WORK TO COMPLETE: Whatever the records below hold, copy it all out exactly.

___ AVAILABLE DATA ___

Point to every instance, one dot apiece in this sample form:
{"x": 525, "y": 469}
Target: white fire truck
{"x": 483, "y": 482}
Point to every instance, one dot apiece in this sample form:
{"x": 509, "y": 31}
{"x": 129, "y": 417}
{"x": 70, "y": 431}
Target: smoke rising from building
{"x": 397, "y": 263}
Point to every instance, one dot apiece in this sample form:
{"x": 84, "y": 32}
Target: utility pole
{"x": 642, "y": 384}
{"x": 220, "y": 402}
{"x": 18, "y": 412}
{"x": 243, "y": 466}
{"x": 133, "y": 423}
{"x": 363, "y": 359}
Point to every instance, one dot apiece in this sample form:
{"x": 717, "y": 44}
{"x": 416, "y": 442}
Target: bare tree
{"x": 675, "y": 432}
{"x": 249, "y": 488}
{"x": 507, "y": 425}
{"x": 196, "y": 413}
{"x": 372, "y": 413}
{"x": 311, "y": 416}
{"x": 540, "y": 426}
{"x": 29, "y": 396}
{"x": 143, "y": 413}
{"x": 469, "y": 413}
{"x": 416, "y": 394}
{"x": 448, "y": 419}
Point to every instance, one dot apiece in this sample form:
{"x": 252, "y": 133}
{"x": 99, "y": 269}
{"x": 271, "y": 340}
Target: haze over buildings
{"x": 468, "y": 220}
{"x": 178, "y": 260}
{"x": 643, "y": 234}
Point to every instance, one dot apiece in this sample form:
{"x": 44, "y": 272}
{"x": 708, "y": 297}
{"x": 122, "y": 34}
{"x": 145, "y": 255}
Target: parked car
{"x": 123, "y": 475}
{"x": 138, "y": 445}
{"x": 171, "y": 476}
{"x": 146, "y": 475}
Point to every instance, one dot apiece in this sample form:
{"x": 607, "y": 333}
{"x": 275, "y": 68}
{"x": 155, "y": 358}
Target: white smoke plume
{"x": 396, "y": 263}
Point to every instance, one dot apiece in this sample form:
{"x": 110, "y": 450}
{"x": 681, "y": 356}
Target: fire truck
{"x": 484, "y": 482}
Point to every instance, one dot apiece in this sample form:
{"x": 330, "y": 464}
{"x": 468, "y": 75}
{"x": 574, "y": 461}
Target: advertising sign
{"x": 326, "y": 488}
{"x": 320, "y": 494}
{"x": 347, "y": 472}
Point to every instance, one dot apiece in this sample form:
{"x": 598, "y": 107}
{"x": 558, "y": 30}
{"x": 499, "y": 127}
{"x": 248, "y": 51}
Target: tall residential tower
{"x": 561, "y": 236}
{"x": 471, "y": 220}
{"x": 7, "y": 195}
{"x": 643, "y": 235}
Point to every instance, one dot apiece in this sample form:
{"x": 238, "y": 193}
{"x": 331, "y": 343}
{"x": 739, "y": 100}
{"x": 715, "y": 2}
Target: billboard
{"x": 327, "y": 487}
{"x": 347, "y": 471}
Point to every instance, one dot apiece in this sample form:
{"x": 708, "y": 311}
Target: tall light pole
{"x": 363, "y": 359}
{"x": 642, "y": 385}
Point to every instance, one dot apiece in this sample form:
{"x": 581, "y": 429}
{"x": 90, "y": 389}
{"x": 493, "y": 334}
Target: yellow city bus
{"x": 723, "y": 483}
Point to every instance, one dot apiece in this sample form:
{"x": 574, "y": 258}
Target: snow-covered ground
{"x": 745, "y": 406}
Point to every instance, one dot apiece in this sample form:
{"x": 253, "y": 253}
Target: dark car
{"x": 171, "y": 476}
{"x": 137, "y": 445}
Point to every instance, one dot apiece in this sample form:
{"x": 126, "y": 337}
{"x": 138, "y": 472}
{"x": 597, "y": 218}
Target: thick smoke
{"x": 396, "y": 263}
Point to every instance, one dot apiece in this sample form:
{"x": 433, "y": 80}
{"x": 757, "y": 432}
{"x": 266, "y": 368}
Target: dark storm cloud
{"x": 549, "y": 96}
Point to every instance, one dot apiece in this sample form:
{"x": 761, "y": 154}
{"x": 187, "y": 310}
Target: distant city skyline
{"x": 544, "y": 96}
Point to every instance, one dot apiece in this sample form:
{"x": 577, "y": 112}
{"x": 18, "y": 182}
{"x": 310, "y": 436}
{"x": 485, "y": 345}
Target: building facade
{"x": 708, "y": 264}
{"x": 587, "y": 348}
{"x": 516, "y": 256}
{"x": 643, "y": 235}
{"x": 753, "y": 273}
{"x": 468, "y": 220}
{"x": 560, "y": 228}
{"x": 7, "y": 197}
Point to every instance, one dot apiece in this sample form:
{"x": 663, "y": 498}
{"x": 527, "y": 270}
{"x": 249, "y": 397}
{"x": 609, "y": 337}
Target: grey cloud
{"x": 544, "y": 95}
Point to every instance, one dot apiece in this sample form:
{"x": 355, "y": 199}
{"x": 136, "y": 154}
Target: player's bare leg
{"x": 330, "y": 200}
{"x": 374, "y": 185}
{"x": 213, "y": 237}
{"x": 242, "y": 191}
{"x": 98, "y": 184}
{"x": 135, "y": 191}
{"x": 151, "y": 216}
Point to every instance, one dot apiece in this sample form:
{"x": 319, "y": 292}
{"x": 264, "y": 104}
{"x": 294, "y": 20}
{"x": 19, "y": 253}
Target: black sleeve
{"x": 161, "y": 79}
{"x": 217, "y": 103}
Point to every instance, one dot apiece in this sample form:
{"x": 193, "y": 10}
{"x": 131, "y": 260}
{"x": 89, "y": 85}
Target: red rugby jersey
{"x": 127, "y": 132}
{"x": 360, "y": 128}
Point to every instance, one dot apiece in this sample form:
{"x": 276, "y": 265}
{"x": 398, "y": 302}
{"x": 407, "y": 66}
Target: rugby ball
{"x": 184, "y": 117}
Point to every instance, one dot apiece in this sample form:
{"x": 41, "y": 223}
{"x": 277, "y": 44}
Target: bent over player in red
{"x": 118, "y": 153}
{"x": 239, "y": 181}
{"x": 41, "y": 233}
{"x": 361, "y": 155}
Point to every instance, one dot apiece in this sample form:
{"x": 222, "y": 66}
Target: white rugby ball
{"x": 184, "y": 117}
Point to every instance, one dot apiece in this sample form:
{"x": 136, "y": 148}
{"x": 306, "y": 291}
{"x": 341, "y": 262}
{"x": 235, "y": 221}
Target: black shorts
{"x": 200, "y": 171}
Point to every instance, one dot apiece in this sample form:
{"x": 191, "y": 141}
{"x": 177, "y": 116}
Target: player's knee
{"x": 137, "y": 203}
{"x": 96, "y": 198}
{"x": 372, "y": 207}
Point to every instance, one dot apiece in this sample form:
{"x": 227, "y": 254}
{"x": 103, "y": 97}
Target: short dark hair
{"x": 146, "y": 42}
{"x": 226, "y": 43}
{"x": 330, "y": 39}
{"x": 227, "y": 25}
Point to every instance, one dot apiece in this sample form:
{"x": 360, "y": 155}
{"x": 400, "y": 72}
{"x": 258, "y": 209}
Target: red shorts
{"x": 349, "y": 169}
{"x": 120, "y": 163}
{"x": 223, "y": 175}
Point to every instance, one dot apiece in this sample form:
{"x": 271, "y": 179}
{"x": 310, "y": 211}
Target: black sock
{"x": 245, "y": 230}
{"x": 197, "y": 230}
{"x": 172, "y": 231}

___

TASK ANSWER:
Point to every instance, one dot apiece in this sample form:
{"x": 525, "y": 469}
Target: white fire truck
{"x": 483, "y": 482}
Point to every instance, one dot apiece in this sample form:
{"x": 509, "y": 31}
{"x": 129, "y": 417}
{"x": 70, "y": 431}
Target: smoke rising from building
{"x": 397, "y": 263}
Point to every instance, one dot apiece in this sample form:
{"x": 84, "y": 32}
Target: utility pole
{"x": 642, "y": 384}
{"x": 220, "y": 402}
{"x": 18, "y": 412}
{"x": 243, "y": 466}
{"x": 133, "y": 423}
{"x": 363, "y": 359}
Point to every instance, one dot apiece in this sample form:
{"x": 717, "y": 44}
{"x": 416, "y": 442}
Target: bare tree
{"x": 675, "y": 432}
{"x": 249, "y": 488}
{"x": 507, "y": 425}
{"x": 196, "y": 413}
{"x": 372, "y": 413}
{"x": 311, "y": 416}
{"x": 540, "y": 426}
{"x": 29, "y": 396}
{"x": 143, "y": 413}
{"x": 469, "y": 413}
{"x": 416, "y": 394}
{"x": 448, "y": 419}
Point to every instance, one dot apiece in this sample form:
{"x": 252, "y": 133}
{"x": 99, "y": 269}
{"x": 271, "y": 340}
Target: haze over buildings
{"x": 468, "y": 220}
{"x": 178, "y": 260}
{"x": 643, "y": 234}
Point to every instance, one dot apiece in this sample form:
{"x": 44, "y": 272}
{"x": 708, "y": 297}
{"x": 122, "y": 34}
{"x": 145, "y": 255}
Target: parked car
{"x": 123, "y": 475}
{"x": 138, "y": 445}
{"x": 171, "y": 476}
{"x": 146, "y": 475}
Point to every instance, one dot apiece in this sample form:
{"x": 607, "y": 333}
{"x": 275, "y": 68}
{"x": 155, "y": 358}
Target: white smoke plume
{"x": 396, "y": 263}
Point to every instance, one dot apiece in this sample form:
{"x": 110, "y": 450}
{"x": 681, "y": 356}
Target: fire truck
{"x": 484, "y": 482}
Point to every instance, one dot apiece in this sample form:
{"x": 330, "y": 464}
{"x": 468, "y": 75}
{"x": 574, "y": 461}
Target: advertising sign
{"x": 326, "y": 488}
{"x": 320, "y": 494}
{"x": 347, "y": 472}
Point to every instance, one dot apiece in this sample form:
{"x": 598, "y": 107}
{"x": 558, "y": 30}
{"x": 499, "y": 127}
{"x": 248, "y": 51}
Target: tall residential tower
{"x": 561, "y": 236}
{"x": 471, "y": 220}
{"x": 7, "y": 195}
{"x": 643, "y": 235}
Point to every instance, one dot apiece in this sample form:
{"x": 238, "y": 193}
{"x": 331, "y": 343}
{"x": 739, "y": 100}
{"x": 715, "y": 2}
Target: billboard
{"x": 327, "y": 487}
{"x": 347, "y": 471}
Point to every instance, one dot apiece in this sample form:
{"x": 708, "y": 311}
Target: tall light pole
{"x": 363, "y": 359}
{"x": 642, "y": 385}
Point to every instance, one dot apiece in this sample form:
{"x": 581, "y": 429}
{"x": 90, "y": 389}
{"x": 493, "y": 334}
Target: yellow city bus
{"x": 723, "y": 483}
Point to every instance, one dot apiece in this sample form:
{"x": 574, "y": 258}
Target: snow-covered ground
{"x": 745, "y": 406}
Point to every instance, one dot apiece in this sample form:
{"x": 253, "y": 253}
Target: dark car
{"x": 171, "y": 476}
{"x": 137, "y": 445}
Point to every instance, one dot apiece in this sample form:
{"x": 126, "y": 337}
{"x": 138, "y": 472}
{"x": 597, "y": 218}
Target: thick smoke
{"x": 396, "y": 263}
Point to every instance, one dot apiece in this sample form:
{"x": 433, "y": 80}
{"x": 757, "y": 432}
{"x": 266, "y": 368}
Target: dark storm cloud
{"x": 549, "y": 96}
Point to every instance, one dot apiece in this sample form:
{"x": 761, "y": 154}
{"x": 187, "y": 310}
Target: distant city skyline
{"x": 544, "y": 96}
Point to every instance, one dot apiece in this sample form:
{"x": 577, "y": 112}
{"x": 18, "y": 182}
{"x": 310, "y": 436}
{"x": 485, "y": 345}
Target: building facade
{"x": 708, "y": 264}
{"x": 587, "y": 348}
{"x": 516, "y": 256}
{"x": 643, "y": 235}
{"x": 753, "y": 273}
{"x": 468, "y": 220}
{"x": 560, "y": 228}
{"x": 7, "y": 197}
Point to every instance, one dot apiece in this sample form:
{"x": 663, "y": 498}
{"x": 527, "y": 270}
{"x": 249, "y": 397}
{"x": 609, "y": 337}
Target: grey cloud
{"x": 544, "y": 95}
Point to every instance, one dot apiece in this sample form:
{"x": 355, "y": 199}
{"x": 136, "y": 154}
Target: player's bare leg
{"x": 330, "y": 200}
{"x": 374, "y": 185}
{"x": 213, "y": 237}
{"x": 242, "y": 191}
{"x": 98, "y": 184}
{"x": 135, "y": 191}
{"x": 151, "y": 216}
Point to every instance, one dot apiece in this sample form:
{"x": 319, "y": 292}
{"x": 264, "y": 104}
{"x": 294, "y": 20}
{"x": 19, "y": 253}
Target: black sleeve
{"x": 161, "y": 79}
{"x": 217, "y": 103}
Point to every instance, one dot apiece in this sample form:
{"x": 193, "y": 10}
{"x": 131, "y": 260}
{"x": 89, "y": 85}
Target: red rugby jersey
{"x": 127, "y": 132}
{"x": 360, "y": 128}
Point to every instance, one dot apiece in this sample form:
{"x": 276, "y": 265}
{"x": 398, "y": 302}
{"x": 407, "y": 66}
Target: rugby ball
{"x": 184, "y": 117}
Point to every instance, one dot apiece in this sample form:
{"x": 41, "y": 223}
{"x": 277, "y": 44}
Target: bent over player in red
{"x": 118, "y": 153}
{"x": 239, "y": 181}
{"x": 41, "y": 233}
{"x": 361, "y": 155}
Point to every instance, one dot apiece in this sample form:
{"x": 222, "y": 66}
Target: white rugby ball
{"x": 184, "y": 117}
Point to every instance, one dot apiece in this sample form:
{"x": 136, "y": 148}
{"x": 306, "y": 291}
{"x": 341, "y": 262}
{"x": 235, "y": 221}
Target: black shorts
{"x": 200, "y": 171}
Point to every instance, one dot apiece in this sample form:
{"x": 191, "y": 141}
{"x": 177, "y": 116}
Target: player's knee
{"x": 137, "y": 203}
{"x": 96, "y": 198}
{"x": 372, "y": 207}
Point to every instance, one dot apiece in this sample form:
{"x": 227, "y": 254}
{"x": 103, "y": 97}
Target: short dark hair
{"x": 146, "y": 42}
{"x": 226, "y": 43}
{"x": 330, "y": 39}
{"x": 227, "y": 25}
Point to every instance, one dot apiece in this sample form:
{"x": 360, "y": 155}
{"x": 400, "y": 72}
{"x": 258, "y": 209}
Target: red shorts
{"x": 349, "y": 169}
{"x": 120, "y": 163}
{"x": 223, "y": 175}
Point to every instance, one dot apiece in this sample form:
{"x": 271, "y": 179}
{"x": 310, "y": 211}
Target: black sock
{"x": 245, "y": 230}
{"x": 197, "y": 230}
{"x": 172, "y": 231}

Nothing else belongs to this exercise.